PROBLEM: Count the lines in the items below that contain the string "pole". Reply with the number alone.

DATASET RECORDS:
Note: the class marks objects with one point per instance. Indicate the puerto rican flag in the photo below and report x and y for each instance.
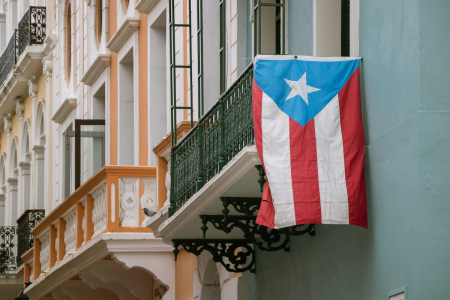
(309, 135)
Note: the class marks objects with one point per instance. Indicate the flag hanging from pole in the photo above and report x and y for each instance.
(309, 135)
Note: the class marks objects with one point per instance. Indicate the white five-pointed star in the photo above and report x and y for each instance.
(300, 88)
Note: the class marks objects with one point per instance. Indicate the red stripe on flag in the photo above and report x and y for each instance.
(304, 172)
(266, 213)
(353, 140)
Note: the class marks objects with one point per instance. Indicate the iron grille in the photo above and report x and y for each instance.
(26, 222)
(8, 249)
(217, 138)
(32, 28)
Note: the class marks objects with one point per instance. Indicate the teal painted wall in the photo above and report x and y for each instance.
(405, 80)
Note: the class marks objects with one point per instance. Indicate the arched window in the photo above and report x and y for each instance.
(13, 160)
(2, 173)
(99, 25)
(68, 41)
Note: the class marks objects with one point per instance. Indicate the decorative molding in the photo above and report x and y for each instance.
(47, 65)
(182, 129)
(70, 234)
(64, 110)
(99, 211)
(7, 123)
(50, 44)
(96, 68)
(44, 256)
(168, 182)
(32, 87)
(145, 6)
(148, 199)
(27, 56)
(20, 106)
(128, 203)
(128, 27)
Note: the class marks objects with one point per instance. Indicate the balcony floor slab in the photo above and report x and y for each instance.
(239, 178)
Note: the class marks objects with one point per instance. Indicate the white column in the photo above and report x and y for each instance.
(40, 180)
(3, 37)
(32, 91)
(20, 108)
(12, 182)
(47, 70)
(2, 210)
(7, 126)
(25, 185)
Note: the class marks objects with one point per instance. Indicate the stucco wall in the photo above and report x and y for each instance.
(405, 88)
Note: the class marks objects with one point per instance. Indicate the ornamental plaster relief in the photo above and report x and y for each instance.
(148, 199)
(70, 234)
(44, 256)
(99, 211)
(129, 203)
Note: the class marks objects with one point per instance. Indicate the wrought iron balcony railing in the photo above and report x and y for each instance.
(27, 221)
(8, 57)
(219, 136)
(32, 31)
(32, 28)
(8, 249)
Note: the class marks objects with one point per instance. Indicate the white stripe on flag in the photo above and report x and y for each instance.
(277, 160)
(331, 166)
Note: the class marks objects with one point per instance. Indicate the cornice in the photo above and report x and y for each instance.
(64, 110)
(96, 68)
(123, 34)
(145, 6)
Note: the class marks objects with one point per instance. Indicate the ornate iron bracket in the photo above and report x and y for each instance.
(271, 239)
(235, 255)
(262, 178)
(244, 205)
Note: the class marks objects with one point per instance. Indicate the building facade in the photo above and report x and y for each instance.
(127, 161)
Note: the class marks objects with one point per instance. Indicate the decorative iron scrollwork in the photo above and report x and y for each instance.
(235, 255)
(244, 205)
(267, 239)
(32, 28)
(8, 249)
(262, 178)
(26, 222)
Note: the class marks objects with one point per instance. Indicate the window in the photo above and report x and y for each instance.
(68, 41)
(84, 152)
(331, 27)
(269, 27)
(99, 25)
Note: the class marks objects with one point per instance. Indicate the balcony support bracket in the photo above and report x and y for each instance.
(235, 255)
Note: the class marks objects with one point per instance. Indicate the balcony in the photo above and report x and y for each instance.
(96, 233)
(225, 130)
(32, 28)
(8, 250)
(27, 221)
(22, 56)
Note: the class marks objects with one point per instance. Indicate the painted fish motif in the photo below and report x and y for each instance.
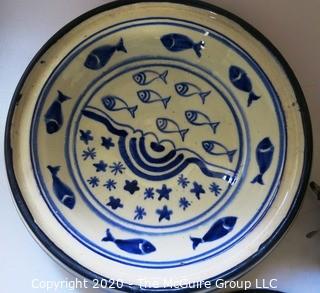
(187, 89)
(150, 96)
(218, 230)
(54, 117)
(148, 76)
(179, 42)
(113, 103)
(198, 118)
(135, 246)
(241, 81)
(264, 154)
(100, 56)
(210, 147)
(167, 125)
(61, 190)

---

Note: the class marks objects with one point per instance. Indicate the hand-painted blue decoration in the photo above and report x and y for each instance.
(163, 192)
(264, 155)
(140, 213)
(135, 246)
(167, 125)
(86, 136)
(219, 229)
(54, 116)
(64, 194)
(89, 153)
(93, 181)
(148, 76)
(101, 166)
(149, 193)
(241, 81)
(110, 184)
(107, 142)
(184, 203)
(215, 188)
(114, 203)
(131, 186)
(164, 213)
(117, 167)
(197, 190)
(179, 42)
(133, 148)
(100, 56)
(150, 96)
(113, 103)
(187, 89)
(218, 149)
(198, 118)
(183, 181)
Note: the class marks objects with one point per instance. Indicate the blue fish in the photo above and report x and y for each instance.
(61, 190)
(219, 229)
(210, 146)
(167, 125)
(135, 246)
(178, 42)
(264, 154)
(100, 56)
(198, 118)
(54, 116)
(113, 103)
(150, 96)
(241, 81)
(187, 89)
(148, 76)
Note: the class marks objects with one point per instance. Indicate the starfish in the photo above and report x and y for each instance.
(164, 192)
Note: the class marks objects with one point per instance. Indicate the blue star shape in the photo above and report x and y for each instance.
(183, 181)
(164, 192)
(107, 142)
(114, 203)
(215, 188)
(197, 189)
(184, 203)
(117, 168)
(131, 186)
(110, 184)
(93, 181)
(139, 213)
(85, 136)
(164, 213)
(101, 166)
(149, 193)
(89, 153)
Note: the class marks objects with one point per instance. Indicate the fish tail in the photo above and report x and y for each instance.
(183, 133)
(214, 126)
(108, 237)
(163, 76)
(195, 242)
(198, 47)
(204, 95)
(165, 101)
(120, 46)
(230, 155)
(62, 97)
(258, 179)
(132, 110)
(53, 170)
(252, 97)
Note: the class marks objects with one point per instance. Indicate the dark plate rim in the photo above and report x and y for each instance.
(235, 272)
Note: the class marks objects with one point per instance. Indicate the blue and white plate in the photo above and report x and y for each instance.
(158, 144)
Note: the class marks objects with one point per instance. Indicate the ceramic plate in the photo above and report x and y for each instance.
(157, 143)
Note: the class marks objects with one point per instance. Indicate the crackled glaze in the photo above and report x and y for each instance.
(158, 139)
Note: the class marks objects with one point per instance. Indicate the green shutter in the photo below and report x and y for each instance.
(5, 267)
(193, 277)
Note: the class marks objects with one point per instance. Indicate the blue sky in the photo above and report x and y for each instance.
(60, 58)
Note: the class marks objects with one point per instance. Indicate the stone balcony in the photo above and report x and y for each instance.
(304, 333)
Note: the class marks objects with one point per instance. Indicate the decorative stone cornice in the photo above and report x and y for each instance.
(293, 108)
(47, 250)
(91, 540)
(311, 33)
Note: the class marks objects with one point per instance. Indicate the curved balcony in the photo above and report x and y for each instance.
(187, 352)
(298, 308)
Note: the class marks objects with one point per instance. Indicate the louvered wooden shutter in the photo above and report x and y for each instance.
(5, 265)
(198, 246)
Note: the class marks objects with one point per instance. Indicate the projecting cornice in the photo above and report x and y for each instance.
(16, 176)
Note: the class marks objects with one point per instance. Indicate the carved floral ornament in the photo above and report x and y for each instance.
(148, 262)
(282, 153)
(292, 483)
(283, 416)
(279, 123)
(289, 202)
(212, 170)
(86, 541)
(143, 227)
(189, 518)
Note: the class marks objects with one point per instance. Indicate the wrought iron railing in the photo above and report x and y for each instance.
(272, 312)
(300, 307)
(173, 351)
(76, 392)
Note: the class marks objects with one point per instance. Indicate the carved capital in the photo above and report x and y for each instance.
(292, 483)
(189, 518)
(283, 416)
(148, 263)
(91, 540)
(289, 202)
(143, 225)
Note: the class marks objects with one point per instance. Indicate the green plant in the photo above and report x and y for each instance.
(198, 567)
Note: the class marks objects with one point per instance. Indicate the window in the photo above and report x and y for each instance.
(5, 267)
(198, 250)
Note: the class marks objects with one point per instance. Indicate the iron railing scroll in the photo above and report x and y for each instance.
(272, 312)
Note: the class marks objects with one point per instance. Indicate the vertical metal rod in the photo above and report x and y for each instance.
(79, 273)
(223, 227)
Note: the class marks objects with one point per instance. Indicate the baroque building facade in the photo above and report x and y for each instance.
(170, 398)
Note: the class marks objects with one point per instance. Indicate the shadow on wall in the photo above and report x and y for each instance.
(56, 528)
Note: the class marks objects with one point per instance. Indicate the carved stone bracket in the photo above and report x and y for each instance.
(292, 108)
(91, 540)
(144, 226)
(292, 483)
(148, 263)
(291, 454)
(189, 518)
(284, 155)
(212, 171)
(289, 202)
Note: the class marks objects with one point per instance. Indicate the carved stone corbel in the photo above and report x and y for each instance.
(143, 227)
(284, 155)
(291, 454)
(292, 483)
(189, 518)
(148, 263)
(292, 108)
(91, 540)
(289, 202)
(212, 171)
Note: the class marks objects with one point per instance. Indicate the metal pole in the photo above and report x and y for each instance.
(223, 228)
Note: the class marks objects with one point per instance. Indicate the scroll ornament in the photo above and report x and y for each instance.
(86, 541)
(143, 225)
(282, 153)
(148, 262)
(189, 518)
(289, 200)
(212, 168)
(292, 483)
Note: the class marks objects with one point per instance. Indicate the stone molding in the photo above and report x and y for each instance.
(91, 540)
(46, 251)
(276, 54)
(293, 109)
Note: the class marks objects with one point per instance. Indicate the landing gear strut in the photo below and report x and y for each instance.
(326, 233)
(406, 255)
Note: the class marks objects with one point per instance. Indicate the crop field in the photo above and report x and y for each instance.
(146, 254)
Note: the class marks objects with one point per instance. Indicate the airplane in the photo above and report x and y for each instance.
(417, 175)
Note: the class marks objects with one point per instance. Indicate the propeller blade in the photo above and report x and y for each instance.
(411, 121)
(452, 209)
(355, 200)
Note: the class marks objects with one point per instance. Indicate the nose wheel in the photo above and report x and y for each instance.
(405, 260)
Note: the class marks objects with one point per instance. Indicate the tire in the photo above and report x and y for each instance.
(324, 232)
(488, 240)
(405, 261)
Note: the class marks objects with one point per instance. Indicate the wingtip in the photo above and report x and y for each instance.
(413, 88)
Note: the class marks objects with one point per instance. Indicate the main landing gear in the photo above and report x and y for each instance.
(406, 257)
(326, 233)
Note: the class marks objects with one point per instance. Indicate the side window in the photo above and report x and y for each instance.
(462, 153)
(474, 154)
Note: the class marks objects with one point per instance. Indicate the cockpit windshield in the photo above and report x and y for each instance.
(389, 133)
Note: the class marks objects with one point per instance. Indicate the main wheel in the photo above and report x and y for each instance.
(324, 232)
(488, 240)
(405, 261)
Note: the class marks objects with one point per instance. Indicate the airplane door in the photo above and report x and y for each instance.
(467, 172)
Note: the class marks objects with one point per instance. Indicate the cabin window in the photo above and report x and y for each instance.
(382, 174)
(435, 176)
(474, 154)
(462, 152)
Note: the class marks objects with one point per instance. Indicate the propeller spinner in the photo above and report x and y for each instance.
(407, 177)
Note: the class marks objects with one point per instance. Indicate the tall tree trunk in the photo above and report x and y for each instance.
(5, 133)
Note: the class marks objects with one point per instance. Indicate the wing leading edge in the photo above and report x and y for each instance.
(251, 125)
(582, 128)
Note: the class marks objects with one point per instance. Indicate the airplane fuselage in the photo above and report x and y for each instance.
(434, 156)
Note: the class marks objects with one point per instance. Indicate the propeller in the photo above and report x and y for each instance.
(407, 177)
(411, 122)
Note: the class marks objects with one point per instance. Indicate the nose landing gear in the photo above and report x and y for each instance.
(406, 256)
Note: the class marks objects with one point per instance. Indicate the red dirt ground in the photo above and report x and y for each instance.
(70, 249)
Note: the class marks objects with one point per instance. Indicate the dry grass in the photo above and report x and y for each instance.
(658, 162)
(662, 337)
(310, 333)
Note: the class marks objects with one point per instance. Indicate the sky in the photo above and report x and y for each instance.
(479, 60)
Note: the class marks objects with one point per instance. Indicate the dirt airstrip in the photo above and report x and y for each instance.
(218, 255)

==

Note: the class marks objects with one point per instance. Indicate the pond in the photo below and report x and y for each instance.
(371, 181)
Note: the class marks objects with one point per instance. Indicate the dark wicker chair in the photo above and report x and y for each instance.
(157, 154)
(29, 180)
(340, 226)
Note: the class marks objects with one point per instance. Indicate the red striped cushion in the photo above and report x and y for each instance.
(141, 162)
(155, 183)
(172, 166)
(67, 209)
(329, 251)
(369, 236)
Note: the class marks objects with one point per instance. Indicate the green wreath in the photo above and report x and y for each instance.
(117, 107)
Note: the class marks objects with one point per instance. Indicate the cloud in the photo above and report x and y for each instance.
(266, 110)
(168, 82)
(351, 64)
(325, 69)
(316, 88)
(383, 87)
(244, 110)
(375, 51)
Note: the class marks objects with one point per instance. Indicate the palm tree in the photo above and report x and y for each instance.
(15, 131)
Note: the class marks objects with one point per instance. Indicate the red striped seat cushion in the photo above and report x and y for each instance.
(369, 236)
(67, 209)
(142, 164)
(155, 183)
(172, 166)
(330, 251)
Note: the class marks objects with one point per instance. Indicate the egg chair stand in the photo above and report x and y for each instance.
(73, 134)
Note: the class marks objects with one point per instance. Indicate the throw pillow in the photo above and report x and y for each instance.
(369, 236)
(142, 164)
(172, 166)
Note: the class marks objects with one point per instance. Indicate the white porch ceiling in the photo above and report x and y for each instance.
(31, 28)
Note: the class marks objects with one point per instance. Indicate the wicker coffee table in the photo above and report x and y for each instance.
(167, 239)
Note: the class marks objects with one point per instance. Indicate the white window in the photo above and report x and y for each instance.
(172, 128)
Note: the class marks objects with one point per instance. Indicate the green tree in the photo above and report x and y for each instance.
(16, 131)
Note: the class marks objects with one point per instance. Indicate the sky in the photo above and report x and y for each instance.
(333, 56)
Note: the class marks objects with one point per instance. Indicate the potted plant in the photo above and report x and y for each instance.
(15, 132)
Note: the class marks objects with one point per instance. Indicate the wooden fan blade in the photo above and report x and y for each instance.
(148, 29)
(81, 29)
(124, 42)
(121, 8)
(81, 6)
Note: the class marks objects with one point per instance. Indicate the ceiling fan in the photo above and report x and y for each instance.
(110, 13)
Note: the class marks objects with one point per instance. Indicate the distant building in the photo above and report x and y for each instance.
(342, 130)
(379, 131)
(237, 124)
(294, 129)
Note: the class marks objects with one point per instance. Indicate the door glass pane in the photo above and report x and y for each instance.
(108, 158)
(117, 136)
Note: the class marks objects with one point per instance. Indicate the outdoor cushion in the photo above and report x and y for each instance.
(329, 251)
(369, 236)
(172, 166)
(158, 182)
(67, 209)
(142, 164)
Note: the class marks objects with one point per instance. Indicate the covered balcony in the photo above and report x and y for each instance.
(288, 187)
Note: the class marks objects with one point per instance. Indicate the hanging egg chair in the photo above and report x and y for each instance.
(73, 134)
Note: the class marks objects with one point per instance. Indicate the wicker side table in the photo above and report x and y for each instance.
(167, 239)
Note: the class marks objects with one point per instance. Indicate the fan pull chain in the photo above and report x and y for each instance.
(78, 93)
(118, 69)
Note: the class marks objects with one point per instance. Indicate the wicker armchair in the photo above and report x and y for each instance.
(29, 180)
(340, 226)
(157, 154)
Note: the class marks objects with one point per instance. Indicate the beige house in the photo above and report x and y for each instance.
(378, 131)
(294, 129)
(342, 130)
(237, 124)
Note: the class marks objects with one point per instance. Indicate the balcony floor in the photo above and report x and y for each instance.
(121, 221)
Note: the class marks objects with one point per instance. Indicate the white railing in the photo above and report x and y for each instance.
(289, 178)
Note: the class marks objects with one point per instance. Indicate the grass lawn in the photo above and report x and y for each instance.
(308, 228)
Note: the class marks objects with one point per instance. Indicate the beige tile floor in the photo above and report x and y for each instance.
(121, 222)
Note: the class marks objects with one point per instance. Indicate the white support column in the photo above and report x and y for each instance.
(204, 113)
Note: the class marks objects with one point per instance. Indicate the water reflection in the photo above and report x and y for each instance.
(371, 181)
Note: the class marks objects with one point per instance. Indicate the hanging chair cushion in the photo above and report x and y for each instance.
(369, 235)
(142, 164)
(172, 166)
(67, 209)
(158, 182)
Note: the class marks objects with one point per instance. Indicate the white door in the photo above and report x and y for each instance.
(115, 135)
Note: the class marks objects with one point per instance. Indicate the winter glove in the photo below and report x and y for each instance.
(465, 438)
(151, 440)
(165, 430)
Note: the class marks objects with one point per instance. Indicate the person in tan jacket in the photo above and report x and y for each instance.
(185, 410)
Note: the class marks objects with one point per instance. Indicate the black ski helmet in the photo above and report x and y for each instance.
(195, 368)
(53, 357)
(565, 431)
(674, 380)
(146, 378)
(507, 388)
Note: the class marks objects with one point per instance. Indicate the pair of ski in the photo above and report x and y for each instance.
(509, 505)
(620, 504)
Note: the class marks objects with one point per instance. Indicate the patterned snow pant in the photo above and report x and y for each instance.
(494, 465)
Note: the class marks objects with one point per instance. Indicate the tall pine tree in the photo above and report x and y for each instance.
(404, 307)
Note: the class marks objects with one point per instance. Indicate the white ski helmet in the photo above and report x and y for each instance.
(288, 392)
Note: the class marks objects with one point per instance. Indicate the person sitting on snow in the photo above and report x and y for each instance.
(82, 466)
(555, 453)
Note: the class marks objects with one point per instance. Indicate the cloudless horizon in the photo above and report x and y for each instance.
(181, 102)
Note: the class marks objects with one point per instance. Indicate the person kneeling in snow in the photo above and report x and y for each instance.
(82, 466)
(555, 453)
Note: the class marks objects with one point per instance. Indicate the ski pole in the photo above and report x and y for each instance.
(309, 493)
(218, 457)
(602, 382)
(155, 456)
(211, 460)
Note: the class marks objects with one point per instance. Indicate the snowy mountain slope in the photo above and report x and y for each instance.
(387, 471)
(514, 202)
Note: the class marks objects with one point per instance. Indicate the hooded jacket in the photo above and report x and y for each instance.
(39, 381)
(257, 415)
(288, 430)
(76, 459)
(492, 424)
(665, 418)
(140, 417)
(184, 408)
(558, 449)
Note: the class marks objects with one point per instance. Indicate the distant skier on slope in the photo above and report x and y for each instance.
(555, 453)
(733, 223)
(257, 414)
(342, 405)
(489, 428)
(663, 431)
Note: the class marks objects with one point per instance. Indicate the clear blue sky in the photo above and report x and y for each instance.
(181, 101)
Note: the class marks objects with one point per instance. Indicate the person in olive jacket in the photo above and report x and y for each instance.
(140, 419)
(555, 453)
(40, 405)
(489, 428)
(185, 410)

REPLY TO THE EXERCISE: 3